• _Data supplied_
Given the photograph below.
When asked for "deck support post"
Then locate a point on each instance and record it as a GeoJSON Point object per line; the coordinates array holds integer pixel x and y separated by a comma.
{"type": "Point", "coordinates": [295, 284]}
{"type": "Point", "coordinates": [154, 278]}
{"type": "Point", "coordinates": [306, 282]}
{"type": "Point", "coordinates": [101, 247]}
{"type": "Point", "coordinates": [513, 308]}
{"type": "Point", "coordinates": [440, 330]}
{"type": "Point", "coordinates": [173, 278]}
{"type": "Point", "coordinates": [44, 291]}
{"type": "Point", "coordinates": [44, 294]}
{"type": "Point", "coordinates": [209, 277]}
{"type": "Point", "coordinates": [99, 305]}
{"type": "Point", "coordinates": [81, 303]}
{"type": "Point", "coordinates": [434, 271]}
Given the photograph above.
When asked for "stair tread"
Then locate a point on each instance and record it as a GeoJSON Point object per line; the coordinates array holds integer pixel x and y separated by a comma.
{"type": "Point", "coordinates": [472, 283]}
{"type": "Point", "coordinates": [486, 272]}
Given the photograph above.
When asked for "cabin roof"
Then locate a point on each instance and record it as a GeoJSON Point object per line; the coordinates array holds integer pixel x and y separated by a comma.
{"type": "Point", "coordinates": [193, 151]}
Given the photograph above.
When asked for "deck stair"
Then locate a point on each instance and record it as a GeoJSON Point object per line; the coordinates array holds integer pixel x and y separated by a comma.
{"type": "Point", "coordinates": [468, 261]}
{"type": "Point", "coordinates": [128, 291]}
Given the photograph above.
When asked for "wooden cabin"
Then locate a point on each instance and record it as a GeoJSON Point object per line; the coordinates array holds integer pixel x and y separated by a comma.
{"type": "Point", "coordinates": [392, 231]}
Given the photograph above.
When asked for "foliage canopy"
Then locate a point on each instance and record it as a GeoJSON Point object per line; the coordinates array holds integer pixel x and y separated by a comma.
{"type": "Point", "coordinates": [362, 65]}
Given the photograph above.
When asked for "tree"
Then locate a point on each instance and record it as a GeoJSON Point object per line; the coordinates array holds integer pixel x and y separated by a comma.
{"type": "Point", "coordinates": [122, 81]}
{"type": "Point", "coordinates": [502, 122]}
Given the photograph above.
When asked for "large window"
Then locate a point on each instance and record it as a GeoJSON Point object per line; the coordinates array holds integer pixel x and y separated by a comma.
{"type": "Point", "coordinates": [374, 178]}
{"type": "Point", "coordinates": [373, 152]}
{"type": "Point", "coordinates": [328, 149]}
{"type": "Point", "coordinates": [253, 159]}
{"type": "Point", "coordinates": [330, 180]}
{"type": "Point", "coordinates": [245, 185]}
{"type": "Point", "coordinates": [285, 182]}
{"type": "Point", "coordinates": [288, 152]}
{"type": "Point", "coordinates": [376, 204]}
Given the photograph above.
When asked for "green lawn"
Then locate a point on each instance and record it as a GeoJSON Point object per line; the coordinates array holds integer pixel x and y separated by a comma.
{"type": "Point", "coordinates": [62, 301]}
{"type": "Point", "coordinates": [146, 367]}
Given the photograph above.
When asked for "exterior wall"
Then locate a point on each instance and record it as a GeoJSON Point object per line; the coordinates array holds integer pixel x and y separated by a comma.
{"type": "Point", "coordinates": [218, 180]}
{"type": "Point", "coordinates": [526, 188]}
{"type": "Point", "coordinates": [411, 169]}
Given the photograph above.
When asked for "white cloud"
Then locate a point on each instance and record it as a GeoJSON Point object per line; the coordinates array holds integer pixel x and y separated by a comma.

• _Try it_
Reproduce the full listing above, character for character.

• _Expected answer_
Given the photograph below.
When asked for "deck support post"
Then locate a point on each instance and record it as a GeoJSON Point object per line; the coordinates array holds integer pixel x and y separated by a comma.
{"type": "Point", "coordinates": [295, 284]}
{"type": "Point", "coordinates": [154, 278]}
{"type": "Point", "coordinates": [306, 282]}
{"type": "Point", "coordinates": [101, 247]}
{"type": "Point", "coordinates": [513, 308]}
{"type": "Point", "coordinates": [440, 330]}
{"type": "Point", "coordinates": [173, 278]}
{"type": "Point", "coordinates": [44, 291]}
{"type": "Point", "coordinates": [44, 294]}
{"type": "Point", "coordinates": [209, 277]}
{"type": "Point", "coordinates": [99, 305]}
{"type": "Point", "coordinates": [81, 303]}
{"type": "Point", "coordinates": [434, 271]}
Given the photograph above.
When asked for "stair tread"
Then locate a point on each instance and record it as a GeoJSON Point object per line; the coordinates array holds integer pixel x and y separated by a comma.
{"type": "Point", "coordinates": [472, 283]}
{"type": "Point", "coordinates": [486, 272]}
Given the photograph above.
When asked for "cabin roof"
Then locate a point on each instance and record it as a GeoJSON Point object per line; the coordinates array holds integer pixel x and y separated by a comma.
{"type": "Point", "coordinates": [193, 151]}
Given the photograph above.
When asked for "deck stair"
Then locate a point on each instance and record it as a GeoJSON Point object per line; the coordinates array holds integer pixel x and y separated by a comma.
{"type": "Point", "coordinates": [468, 261]}
{"type": "Point", "coordinates": [128, 291]}
Given the photograph above.
When asked for "wooden cabin"
Then locate a point on each instance and record it as a GeoJSON Point object per line; the coordinates array holds integer pixel x and y separated by a comma.
{"type": "Point", "coordinates": [392, 231]}
Given the photograph above.
When asked for "foliage canopy"
Then locate a point on each instance and record it as a GeoJSON Point object per line; the coordinates array holds integer pixel x and y separated by a comma.
{"type": "Point", "coordinates": [362, 65]}
Given the photograph above.
When asked for "tree"
Then locate a point on each instance and record it as a GeoJSON Point object per line; the coordinates array holds integer pixel x and y separated by a comma.
{"type": "Point", "coordinates": [122, 81]}
{"type": "Point", "coordinates": [502, 122]}
Given the photograph above.
When asked for "large window"
Then locate a point on each instance and record it as a GeoJSON Point object per line; the coordinates array holds integer pixel x and y separated by a comma.
{"type": "Point", "coordinates": [374, 178]}
{"type": "Point", "coordinates": [373, 152]}
{"type": "Point", "coordinates": [328, 149]}
{"type": "Point", "coordinates": [253, 159]}
{"type": "Point", "coordinates": [330, 180]}
{"type": "Point", "coordinates": [245, 185]}
{"type": "Point", "coordinates": [285, 182]}
{"type": "Point", "coordinates": [288, 152]}
{"type": "Point", "coordinates": [376, 204]}
Given the photograph above.
When asked for "green lawn"
Then locate a point on each instance and record it as a GeoJSON Point object per line; the coordinates array holds integer pixel x and y separated by a comma.
{"type": "Point", "coordinates": [62, 301]}
{"type": "Point", "coordinates": [146, 367]}
Given the photograph above.
When asked for "exterior wall"
Then locate a point on each instance and record it as a GeoJSON Point object per line; the coordinates array holds integer pixel x and y separated by a comma.
{"type": "Point", "coordinates": [218, 180]}
{"type": "Point", "coordinates": [526, 188]}
{"type": "Point", "coordinates": [411, 169]}
Given the photograph above.
When asked for "white cloud"
Then locate a point on each instance and record it as a GeoJSON Point object per line; the coordinates array holds integer pixel x and y separated by a comma.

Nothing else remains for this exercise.